-- START --

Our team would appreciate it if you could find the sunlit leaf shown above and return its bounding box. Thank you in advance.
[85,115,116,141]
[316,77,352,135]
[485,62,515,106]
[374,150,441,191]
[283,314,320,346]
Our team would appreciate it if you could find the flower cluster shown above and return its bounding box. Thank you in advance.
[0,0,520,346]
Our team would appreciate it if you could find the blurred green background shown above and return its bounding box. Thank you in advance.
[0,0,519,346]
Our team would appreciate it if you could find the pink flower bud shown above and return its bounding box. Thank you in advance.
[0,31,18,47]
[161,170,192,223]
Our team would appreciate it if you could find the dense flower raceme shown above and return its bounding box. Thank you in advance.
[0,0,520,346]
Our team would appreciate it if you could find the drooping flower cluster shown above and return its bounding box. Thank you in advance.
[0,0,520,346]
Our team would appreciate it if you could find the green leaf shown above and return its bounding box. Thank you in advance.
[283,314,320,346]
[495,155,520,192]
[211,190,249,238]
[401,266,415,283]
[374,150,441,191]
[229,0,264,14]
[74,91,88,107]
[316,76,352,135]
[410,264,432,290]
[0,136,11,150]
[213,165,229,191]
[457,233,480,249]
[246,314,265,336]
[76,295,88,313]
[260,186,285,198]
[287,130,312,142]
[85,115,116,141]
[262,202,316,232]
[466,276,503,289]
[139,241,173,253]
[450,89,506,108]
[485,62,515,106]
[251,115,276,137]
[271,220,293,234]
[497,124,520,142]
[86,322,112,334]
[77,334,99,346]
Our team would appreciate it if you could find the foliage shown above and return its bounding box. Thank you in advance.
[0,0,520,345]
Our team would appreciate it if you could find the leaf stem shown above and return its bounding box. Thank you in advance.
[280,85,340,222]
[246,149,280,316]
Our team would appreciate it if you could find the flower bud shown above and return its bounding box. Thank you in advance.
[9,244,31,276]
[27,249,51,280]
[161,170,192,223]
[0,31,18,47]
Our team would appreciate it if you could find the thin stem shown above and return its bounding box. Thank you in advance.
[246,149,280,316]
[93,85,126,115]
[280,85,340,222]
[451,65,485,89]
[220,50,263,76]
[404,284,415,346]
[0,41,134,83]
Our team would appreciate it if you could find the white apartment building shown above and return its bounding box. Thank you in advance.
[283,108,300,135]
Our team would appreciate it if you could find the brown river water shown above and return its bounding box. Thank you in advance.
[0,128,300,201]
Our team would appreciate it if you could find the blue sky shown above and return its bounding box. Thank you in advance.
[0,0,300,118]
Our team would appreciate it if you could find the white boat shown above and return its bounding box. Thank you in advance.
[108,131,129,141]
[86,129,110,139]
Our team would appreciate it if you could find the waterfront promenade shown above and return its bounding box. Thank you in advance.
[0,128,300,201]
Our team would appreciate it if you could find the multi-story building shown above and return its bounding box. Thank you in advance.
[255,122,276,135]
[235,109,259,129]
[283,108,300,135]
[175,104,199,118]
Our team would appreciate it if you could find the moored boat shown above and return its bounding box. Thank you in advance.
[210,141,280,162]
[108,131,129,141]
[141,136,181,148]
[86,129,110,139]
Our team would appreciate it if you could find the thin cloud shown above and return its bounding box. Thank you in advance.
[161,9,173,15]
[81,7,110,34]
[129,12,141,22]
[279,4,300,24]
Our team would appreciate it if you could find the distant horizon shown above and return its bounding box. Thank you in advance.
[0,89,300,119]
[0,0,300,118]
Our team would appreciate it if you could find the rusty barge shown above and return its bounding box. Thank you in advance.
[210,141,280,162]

-- END --

**Task requirements**.
Please quote the data above word for word, starting at the line that contains "Our team would appreciate it if you could find the multi-story" and ending at the line that contains "[279,4,300,24]", including both of those lines.

**Answer**.
Our team would appreciate it if you could find the multi-story building shown above and return its bounding box. Thank you in advance.
[255,122,276,135]
[235,109,259,129]
[283,108,300,135]
[175,104,199,118]
Our team would appreciate it if you could find the moored boat shown above and return its bounding box. Thank you in advance.
[210,141,280,162]
[108,131,129,141]
[141,136,181,148]
[86,129,110,139]
Our team would appreciate it if you could find the thin cloud shown above and return its bounding box. Thank you in advance.
[161,9,173,15]
[81,7,110,34]
[129,12,141,22]
[279,4,300,24]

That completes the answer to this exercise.